REQUIREMENTS → Give a verbatim copy of the lines below, minus the pictures.

===== RECORDS SHOWN =====

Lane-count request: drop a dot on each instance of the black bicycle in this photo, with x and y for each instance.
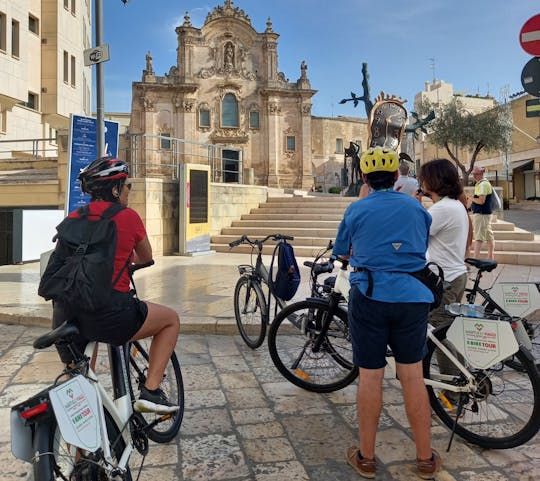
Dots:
(309, 340)
(252, 306)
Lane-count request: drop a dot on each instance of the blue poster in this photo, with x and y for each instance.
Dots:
(82, 151)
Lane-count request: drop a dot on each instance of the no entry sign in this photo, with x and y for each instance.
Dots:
(529, 37)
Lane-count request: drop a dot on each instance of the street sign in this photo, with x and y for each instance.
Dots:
(529, 36)
(532, 108)
(530, 77)
(82, 150)
(96, 55)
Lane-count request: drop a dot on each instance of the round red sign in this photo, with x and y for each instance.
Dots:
(529, 37)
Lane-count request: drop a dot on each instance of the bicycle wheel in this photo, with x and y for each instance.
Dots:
(250, 311)
(503, 411)
(164, 427)
(291, 340)
(60, 460)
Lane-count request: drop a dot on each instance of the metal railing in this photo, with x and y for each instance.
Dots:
(35, 148)
(161, 156)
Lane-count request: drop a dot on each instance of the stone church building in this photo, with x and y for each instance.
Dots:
(226, 90)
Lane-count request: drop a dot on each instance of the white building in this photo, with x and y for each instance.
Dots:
(42, 76)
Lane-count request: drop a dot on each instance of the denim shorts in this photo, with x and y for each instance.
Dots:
(374, 325)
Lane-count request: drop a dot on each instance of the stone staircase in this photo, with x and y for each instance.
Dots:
(314, 220)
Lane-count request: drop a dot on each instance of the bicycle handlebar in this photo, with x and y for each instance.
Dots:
(259, 242)
(136, 267)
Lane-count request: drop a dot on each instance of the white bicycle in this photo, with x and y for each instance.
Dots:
(75, 430)
(471, 387)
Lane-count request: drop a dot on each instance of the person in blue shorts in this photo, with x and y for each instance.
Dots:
(386, 235)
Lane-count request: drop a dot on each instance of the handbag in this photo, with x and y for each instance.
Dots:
(433, 281)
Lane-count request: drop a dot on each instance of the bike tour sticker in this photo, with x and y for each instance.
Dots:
(518, 299)
(483, 342)
(75, 406)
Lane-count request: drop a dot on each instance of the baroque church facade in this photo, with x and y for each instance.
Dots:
(226, 90)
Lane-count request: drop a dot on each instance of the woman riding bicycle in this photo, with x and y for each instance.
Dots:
(126, 318)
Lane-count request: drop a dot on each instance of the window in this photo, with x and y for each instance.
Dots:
(66, 67)
(229, 111)
(33, 24)
(165, 143)
(3, 31)
(204, 118)
(15, 38)
(3, 119)
(291, 143)
(254, 119)
(33, 101)
(73, 71)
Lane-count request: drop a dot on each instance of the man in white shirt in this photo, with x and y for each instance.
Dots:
(405, 183)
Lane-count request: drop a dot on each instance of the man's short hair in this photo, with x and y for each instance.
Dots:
(404, 168)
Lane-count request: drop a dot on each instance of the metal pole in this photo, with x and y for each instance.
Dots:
(99, 82)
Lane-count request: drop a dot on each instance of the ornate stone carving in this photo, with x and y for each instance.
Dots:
(148, 102)
(228, 10)
(274, 108)
(233, 136)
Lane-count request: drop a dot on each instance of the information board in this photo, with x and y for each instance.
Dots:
(82, 150)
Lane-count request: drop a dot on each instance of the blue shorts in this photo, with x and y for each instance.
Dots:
(374, 325)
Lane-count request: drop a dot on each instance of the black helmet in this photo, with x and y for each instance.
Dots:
(97, 175)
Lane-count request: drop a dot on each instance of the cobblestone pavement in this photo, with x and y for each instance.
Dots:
(243, 421)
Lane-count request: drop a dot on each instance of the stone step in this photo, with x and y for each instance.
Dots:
(291, 217)
(292, 231)
(285, 224)
(28, 176)
(285, 211)
(298, 240)
(299, 250)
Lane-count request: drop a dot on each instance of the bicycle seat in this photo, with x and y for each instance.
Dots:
(65, 331)
(321, 268)
(482, 265)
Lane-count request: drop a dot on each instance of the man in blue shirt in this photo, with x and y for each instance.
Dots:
(386, 236)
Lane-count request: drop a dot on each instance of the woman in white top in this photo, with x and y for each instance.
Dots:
(449, 229)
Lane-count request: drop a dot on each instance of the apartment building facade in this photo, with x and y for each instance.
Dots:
(42, 75)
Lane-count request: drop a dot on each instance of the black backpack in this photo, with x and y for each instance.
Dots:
(287, 278)
(80, 269)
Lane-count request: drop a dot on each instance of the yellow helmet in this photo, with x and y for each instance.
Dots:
(379, 159)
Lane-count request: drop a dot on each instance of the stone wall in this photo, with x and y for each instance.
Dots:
(230, 201)
(156, 201)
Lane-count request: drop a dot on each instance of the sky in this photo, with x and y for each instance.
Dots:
(473, 44)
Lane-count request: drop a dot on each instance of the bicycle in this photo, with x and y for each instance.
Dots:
(517, 299)
(251, 305)
(479, 397)
(75, 430)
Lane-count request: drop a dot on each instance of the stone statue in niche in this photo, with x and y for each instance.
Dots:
(229, 56)
(149, 67)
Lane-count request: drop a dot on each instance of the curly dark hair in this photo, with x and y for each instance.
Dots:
(441, 176)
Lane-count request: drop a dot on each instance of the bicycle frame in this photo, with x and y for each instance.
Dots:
(91, 400)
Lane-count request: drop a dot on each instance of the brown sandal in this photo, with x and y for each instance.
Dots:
(365, 467)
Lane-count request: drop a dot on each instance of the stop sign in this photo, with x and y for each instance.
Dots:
(529, 37)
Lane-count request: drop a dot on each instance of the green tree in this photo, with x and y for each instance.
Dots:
(454, 128)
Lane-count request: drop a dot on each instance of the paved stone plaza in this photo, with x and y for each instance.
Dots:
(244, 422)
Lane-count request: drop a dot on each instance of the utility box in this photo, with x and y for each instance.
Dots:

=====

EXERCISE SOLUTION →
Lane-count request: drop a dot on each instance of the black bicycle in this photo, with x and y for each instance.
Dots:
(309, 340)
(252, 306)
Lane-count request: drop a dot on each instance of the blue poster in this photo, with x and y for each instance.
Dots:
(82, 151)
Lane-count request: drop a dot on each instance of the no entry sign in this photo, with x and y for each instance.
Dots:
(529, 37)
Lane-count request: drop a dot on each instance of the street sign in this photo, with x and y for each instance.
Dots:
(529, 36)
(532, 108)
(530, 77)
(82, 150)
(96, 55)
Lane-count request: drop a dot on each instance of the round red sign in this photo, with x and y for each instance.
Dots:
(529, 37)
Lane-count request: drop a dot on each instance of the bicycle wheel in this photo, with x and y for each instance.
Dots:
(250, 311)
(503, 411)
(164, 427)
(291, 340)
(60, 460)
Lane-count request: drop a dot on each instance of the metal railing in this photo, with x and y for each instance.
Dots:
(35, 148)
(161, 156)
Lane-count request: drop a dot on each instance of the stone church building in this photo, with x and y for each instance.
Dots:
(226, 90)
Lane-count request: drop a dot on each instance of the white building in this photo, with x and y for each instance.
Dots:
(42, 76)
Lane-count request: drop a dot on each instance of the denim shorts in this photo, with x and y for each instance.
Dots:
(374, 325)
Lane-count request: drop a dot on each instance of the stone staircase in this photo, with x and y for each instance.
Dots:
(314, 220)
Lane-count request: drop a dot on each instance of the bicycle handlebar in this photo, with x and y for each instance.
Dots:
(259, 242)
(136, 267)
Lane-count request: drop a dot on each instance of the white bicycle in this photo, with x and y for each instance.
Dots:
(75, 430)
(471, 387)
Lane-count request: drop a dot on each instance of the person in blue shorts in this photo, with x and y for each instance.
Dots:
(386, 235)
Lane-count request: drop a dot on each instance of the handbag in this photo, with x and y for each instance.
Dots:
(433, 281)
Lane-count request: drop a dot on each instance of the bike tour sticker in this photo, with x and y for each instance.
Dots:
(518, 299)
(483, 342)
(75, 406)
Lane-count request: drop a dot on each instance of the baroque church facade in this photo, with x and y for each instance.
Dots:
(226, 90)
Lane-count request: drop a dot on each instance of the woman riding bicycle in this photo, with x and y for each instance.
Dots:
(126, 318)
Lane-count request: drop a dot on each instance of the window in this photo, with x and y for each instance.
Dots:
(66, 67)
(229, 111)
(33, 24)
(165, 143)
(3, 31)
(204, 118)
(15, 38)
(3, 119)
(291, 143)
(254, 119)
(33, 101)
(73, 71)
Lane-count request: drop a dot on each instance of the man in white shirt in this photo, with x and y for each instance.
Dots:
(405, 183)
Lane-count request: drop a dot on each instance of the man's short hair in this photo, with x and y for each instance.
Dots:
(404, 168)
Lane-count request: drop a dot on each instance of the metal pole in this photo, with x and y for each instance.
Dots:
(99, 82)
Lane-count request: drop a dot on each instance of the ornate stone carving in this photo, with x and y for each instance.
Dots:
(148, 102)
(228, 10)
(274, 108)
(233, 136)
Lane-count request: drop a dot on each instance of the information board in this photo, with x and y for each instance.
Dots:
(82, 150)
Lane-count request: drop a dot on each instance of the blue shorts in this photo, with x and y for each instance.
Dots:
(374, 325)
Lane-count request: drop a dot on each instance of the black helmet in this photo, with x and y for each instance.
Dots:
(97, 175)
Lane-count request: drop a dot on each instance of the cobblestone pavement in this photo, with x and y for each instance.
Dots:
(243, 421)
Lane-count request: drop a dot on each instance of the stone step in this photo, with x and y for each instance.
Dots:
(291, 217)
(292, 231)
(285, 224)
(28, 176)
(285, 211)
(298, 240)
(299, 250)
Lane-count request: drop a dot on each instance of the bicycle seat in this photo, with x and y for each instance.
Dots:
(65, 331)
(321, 268)
(482, 265)
Lane-count request: drop a dot on each instance of the man in blue shirt in this photo, with x and y for each instance.
Dots:
(386, 236)
Lane-count request: drop a dot on each instance of the woman in white top in this photo, with x and y for each instance.
Dots:
(449, 229)
Lane-count request: drop a dot on each instance of the apartment building facade in this photo, with x and y for each instance.
Dots:
(42, 75)
Lane-count request: drop a dot on each instance of the black backpack in this photo, with x and y for each instance.
Dots:
(287, 278)
(80, 269)
Lane-count request: drop a dot on each instance of the yellow helmet in this photo, with x and y for each instance.
Dots:
(379, 159)
Lane-count request: drop a dot on each instance of the stone wall in this photo, with x and y for each instance.
Dots:
(230, 201)
(156, 201)
Lane-count request: drop a dot on each instance of the sky in this photo, with x and y for each instance.
Dots:
(473, 44)
Lane-count request: drop a dot on each instance of the bicycle in this photo, with x and y for each instance.
Dots:
(517, 299)
(251, 305)
(479, 397)
(75, 430)
Lane-count request: drop a dot on each instance of the stone statue in niche in this photo, with x and y for each instance.
Dots:
(229, 56)
(149, 67)
Lane-count request: drop a dot on each instance of the curly dark hair in this photo, with x and y for each instance.
Dots:
(441, 176)
Lane-count request: drop a dot on each instance of the bicycle frame in this photo, with x and y for each instance.
Dots:
(91, 400)
Lane-count request: drop a dot on each instance of the brown sandal in this photo, with x and y for each instance.
Dots:
(365, 467)
Lane-count request: drop a dot on each instance of the stop sign in this photo, with x and y for each instance.
Dots:
(529, 37)
Lane-count request: drop a dot on each instance of the green tree in this photo, with x and y for each instance.
Dots:
(454, 128)
Lane-count request: drop a dot on each instance of the paved stone plaza in this photo, with x and y for each instance.
Dots:
(244, 422)
Lane-count request: drop a dot on each instance of the utility box in this photo, with x and y for each instance.
Dots:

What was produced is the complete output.